On August 27, 1998, a former Reynolds factory building burned in one of the city's worst fires. JDL Castle Corporation was renovating Building 256-2 and several other buildings for the research park.

The first new building, One Technology Place, opened in 2000, occupied by Targacept Inc., a biopharmaceutical company that was spun out of R. J. Reynolds Tobacco.

On April 7, 2000, developer David Shannon announced plans for a three-story building on the site of Building 256-2, and in a style recalling that building, which would house the medical school's physician assistant program.

Biotech Place opened in February 2012. The 242,000-square-foot structure is composed of two former Reynolds warehouses renovated into a biotech research facility. The $100 million project was Winston-Salem's most expensive downtown project. It houses Wake Forest School of Medicine's departments of Physiology and Pharmacology, Biomedical Engineering, and Immunology and Microbiology, as well as the Childress Institute for Pediatric Trauma. Piedmont Triad Research Park was renamed in March 2013 as Wake Forest Innovation Quarter in recognition of the shift from biotechnology to a mix of biomedical and material sciences, information technology, and other health and communications fields.

In early 2014, Inmar, Inc. moved into another renovated former R.J. Reynolds building in the Innovation Quarter. The Division of Public Health Sciences in early 2015 completed a move into the Innovation Quarter, in a building called 525@Vine adjacent to Inmar's headquarters. The 525@Vine building, a five-story R.J. Reynolds factory built in 1926 and renovated in 2012-13, also houses the School of Medicine's Physician Assistant program, as well as Forsyth Technical Community College's Emerging Technologies Center.

Also in 2014, work began on 1.6-acre Bailey Park at Fourth Street and Patterson Avenue.
§
_Instructions to follow:_ Extend the history of Winston-Salem's research park above, picking up after its final sentence about Bailey Park.

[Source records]
§
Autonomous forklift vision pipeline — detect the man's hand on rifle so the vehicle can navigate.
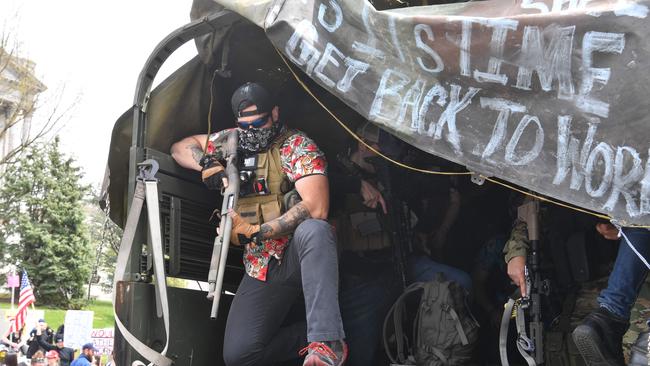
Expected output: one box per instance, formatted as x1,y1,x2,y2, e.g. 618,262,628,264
508,256,527,297
199,155,228,191
228,210,260,245
361,180,388,215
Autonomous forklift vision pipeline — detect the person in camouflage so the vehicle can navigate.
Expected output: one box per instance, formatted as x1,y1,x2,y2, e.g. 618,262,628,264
504,217,650,365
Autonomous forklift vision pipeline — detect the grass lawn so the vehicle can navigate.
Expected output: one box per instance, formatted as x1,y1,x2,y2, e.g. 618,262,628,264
0,301,115,331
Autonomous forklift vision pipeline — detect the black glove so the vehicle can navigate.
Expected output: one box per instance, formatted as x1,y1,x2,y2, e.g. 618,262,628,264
199,155,226,191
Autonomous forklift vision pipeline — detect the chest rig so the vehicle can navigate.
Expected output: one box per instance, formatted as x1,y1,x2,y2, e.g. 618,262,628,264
338,193,391,252
236,129,296,225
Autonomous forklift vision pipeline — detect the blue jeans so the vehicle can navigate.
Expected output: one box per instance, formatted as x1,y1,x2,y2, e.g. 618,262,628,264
598,228,650,319
408,255,472,293
339,250,471,366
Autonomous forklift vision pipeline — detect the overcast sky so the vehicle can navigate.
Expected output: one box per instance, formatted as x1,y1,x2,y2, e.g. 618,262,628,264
0,0,196,186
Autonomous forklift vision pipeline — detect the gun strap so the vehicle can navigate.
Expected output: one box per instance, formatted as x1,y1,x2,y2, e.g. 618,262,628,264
499,299,515,366
113,180,172,366
515,306,537,366
499,299,537,366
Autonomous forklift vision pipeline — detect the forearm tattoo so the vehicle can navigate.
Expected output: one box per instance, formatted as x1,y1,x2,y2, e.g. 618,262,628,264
187,145,203,163
259,202,311,239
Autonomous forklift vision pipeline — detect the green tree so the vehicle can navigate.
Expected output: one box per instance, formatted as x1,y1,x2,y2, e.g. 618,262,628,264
84,192,122,292
0,138,92,308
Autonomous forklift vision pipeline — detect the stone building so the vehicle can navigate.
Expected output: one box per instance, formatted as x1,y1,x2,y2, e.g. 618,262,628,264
0,48,46,169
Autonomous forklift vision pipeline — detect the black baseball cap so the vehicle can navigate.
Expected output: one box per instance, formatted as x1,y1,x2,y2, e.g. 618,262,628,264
230,82,274,117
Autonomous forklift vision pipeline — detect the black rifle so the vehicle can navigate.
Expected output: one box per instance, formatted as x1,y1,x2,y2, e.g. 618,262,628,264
517,200,548,365
366,156,413,288
208,129,239,319
337,154,412,288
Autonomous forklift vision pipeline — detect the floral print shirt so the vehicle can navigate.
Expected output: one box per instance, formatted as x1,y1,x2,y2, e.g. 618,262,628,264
207,131,327,281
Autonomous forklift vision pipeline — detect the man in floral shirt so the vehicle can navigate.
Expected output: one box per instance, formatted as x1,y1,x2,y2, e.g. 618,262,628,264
172,83,347,366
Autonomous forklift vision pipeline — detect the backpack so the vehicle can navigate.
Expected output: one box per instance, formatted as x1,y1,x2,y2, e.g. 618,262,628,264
383,274,479,366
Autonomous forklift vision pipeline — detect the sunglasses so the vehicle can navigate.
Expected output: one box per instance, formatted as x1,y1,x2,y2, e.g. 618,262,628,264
237,114,268,130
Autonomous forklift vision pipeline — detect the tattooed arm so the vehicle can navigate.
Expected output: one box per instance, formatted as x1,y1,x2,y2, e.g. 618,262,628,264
171,135,207,171
259,174,329,239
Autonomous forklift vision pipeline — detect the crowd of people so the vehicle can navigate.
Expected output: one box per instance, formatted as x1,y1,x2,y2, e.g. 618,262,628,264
0,319,115,366
2,83,650,366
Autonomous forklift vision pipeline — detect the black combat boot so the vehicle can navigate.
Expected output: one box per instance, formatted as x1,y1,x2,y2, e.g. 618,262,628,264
628,330,650,366
573,308,630,366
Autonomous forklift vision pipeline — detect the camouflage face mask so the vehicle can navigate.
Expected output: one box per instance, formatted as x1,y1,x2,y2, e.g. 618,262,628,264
238,121,284,155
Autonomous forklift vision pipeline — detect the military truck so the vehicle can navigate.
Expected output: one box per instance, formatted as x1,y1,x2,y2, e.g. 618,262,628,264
103,0,650,365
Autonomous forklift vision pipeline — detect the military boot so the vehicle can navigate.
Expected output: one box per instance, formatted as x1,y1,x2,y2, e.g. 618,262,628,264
629,330,650,366
573,308,630,366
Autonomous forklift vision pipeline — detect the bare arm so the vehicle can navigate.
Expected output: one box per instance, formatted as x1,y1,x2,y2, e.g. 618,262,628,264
259,174,329,239
171,135,207,171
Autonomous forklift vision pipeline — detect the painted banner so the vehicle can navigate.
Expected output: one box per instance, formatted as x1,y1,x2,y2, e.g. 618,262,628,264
205,0,650,225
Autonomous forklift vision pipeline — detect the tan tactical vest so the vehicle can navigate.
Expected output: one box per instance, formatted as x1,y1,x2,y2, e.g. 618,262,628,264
236,129,296,225
337,193,391,252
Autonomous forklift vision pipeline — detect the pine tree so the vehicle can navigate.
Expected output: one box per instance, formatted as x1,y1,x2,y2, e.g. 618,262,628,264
0,138,92,308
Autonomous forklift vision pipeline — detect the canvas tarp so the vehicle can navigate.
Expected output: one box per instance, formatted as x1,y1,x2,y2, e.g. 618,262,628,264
199,0,650,225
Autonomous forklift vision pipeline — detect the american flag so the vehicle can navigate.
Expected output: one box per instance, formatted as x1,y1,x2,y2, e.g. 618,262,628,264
7,270,36,335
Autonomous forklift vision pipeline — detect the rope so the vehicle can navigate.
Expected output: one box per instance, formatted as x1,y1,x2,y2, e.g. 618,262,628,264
203,69,219,155
613,223,650,269
275,48,650,227
275,48,466,175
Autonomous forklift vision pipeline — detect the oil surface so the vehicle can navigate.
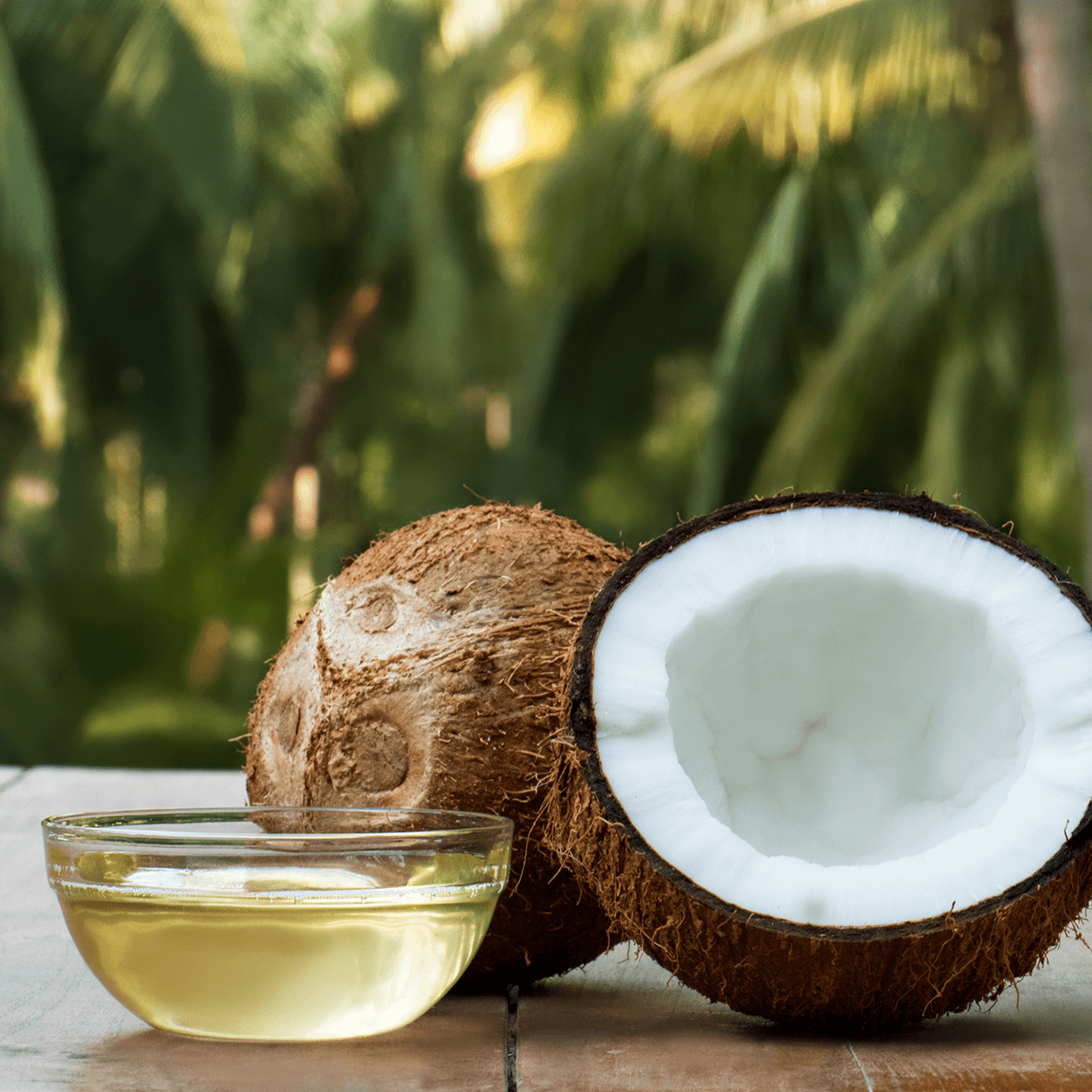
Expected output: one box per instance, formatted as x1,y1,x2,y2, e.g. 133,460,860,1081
57,869,500,1040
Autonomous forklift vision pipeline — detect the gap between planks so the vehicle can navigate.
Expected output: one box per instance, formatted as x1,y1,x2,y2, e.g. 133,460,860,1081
504,986,520,1092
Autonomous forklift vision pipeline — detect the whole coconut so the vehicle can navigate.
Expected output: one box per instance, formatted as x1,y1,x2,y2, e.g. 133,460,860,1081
247,504,627,990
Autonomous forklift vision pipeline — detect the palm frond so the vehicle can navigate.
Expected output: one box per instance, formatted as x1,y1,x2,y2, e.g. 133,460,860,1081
754,142,1035,494
689,168,809,514
0,29,65,450
650,0,978,158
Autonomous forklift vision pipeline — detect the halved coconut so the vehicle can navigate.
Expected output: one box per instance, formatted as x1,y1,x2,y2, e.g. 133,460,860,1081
247,504,627,990
547,494,1092,1030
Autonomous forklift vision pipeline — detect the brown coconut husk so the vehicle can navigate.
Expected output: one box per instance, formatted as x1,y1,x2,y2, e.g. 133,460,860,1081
247,504,627,990
544,494,1092,1034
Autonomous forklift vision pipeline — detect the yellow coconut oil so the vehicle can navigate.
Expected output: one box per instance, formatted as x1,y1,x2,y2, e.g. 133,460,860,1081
57,854,502,1040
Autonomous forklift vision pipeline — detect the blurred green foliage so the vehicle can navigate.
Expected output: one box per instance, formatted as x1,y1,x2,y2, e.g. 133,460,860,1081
0,0,1084,765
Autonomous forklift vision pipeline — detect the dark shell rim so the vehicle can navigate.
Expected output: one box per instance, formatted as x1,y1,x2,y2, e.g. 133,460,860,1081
569,492,1092,941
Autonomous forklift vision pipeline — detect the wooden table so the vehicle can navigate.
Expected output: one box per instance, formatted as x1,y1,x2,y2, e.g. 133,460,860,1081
6,767,1092,1092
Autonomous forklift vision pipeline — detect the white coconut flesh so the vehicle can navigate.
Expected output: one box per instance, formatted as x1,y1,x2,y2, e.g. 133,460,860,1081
§
_Answer space:_
In 2020, the Innovation Quarter announced that it was simplifying its name in order to better reflect the diversity of companies, people and institutions located in the innovation district.

A master plan for the 28-acre Phase II, former site of the city bus station and a location once considered for a soccer stadium, was presented June 14, 2021. Unlike previous development, this area would not include renovated historic buildings, since there were none in the area. About 1 million square feet of clinical, laboratory and office space would be added to the 2.1 million square feet already developed. The plan called for as many as 450 residential units and 30,000 square feet of retail and restaurants. 15 acres would become green space. Fogle Commons would be a space for entertainment and events.

Most work on Phase II stopped after October 2022. $25 million in preliminary site work was finished early in 2025. A new master plan was presented November 13, 2025. At that time it was believed Phase II would take 10 years. The number of buildings as reduced from 10 to 8, but the plan included Falls Branch Plaza, and Linden Center, an existing building Innovation Quarter bought in July 2025. Green space would be 12 acres, down from 15. 1.7 million square feet of mixed-use development was planned.